Data listing
— begin —

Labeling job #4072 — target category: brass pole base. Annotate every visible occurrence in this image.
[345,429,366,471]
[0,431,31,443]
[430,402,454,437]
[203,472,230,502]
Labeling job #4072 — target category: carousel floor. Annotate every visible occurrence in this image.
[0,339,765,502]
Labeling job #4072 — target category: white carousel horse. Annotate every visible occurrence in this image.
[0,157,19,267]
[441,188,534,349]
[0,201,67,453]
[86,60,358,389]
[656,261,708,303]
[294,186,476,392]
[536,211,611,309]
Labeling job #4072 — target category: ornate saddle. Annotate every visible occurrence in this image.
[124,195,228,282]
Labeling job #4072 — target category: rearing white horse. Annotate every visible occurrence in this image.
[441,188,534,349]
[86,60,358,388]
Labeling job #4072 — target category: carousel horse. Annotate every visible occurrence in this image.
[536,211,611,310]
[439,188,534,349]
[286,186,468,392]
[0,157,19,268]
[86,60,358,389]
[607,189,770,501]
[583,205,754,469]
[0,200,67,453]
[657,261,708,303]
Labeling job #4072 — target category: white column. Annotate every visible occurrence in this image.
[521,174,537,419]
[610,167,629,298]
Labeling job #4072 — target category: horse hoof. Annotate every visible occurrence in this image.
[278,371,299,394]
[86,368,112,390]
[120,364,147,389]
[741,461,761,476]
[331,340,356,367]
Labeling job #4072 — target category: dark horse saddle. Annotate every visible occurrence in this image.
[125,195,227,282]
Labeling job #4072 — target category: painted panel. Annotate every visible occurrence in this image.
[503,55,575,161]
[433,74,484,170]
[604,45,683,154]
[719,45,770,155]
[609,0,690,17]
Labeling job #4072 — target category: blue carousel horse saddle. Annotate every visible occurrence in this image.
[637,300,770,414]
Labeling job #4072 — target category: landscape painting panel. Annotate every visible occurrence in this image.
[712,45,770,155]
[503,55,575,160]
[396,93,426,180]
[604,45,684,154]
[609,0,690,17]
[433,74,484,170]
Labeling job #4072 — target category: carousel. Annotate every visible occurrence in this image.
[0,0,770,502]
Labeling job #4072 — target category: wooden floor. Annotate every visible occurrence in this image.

— end —

State only how many lines of the listing above contain the string "panel", matching case exactly.

> [Exercise response] 2